[[ RECORD EXTRACTS open ]]
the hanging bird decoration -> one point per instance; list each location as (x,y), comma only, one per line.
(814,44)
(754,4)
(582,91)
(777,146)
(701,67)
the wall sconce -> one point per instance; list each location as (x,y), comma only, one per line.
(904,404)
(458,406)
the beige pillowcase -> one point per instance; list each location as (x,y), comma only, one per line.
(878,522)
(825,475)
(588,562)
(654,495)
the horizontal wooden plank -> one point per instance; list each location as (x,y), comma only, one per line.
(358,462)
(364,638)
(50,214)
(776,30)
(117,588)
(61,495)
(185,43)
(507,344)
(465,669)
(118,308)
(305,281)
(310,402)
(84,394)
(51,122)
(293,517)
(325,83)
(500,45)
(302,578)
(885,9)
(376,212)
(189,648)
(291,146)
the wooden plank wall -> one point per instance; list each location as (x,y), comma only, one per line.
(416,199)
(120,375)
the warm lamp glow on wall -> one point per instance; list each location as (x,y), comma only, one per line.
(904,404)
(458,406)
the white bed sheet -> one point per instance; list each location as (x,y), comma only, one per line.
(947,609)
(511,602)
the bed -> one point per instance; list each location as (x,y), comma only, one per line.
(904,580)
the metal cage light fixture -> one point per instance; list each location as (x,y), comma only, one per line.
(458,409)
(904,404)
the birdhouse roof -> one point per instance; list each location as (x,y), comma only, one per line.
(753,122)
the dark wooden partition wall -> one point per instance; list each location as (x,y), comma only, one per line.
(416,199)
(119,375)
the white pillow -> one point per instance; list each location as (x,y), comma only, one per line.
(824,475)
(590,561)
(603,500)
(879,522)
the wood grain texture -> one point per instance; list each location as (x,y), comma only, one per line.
[[ RECORD EXTRACTS closed ]]
• WHAT TO WORK ON
The response should consist of the entries, retyped exactly and in full.

• WRITTEN SOLUTION
the hanging bird decoration -> one point per instance; list each location as (x,y), comma only, one per line.
(814,44)
(754,4)
(582,91)
(777,146)
(701,67)
the wall sconce -> one point per instance; list each location as (x,y), comma only, one per line.
(904,404)
(458,406)
the beige pillowcase -> one point per instance; list each location as (x,y), comma only, one per line.
(878,522)
(825,475)
(588,562)
(654,495)
the horizontal wooden plank -> one point per instance; list each location as (x,y), comma only, one per line.
(358,462)
(364,638)
(50,214)
(776,30)
(117,588)
(61,495)
(185,43)
(507,344)
(465,669)
(118,308)
(305,281)
(310,402)
(84,394)
(51,122)
(293,517)
(325,83)
(500,45)
(302,578)
(885,9)
(376,212)
(189,648)
(291,146)
the wooden plank wall -> one point per instance; list each location as (x,y), comma only, one per line.
(416,199)
(120,375)
the warm lamp glow on wall -> one point per instance; list each location as (x,y), comma only, one per line.
(904,404)
(458,406)
the white bed sheet -> one point per instance; list each location as (x,y), comma only, one per line.
(947,609)
(511,602)
the bed -> one point per instance; list each location as (x,y), comma only, one per line.
(904,580)
the metal cage light fixture -> one point per instance; list each location as (x,y), comma only, one per line.
(458,409)
(904,404)
the birdhouse roof -> one point per instance; list each location as (x,y), comma only, one per line.
(753,122)
the dark wooden partition wall -> one point per instance; list each location as (x,y), comma only, one per line.
(416,199)
(119,375)
the white pillow -> one point per instance; list each location as (x,y), comma only, one per line.
(824,475)
(590,561)
(603,500)
(879,522)
the wood grain texture -> one point per instance; list each location as (x,y), comma only, one per line.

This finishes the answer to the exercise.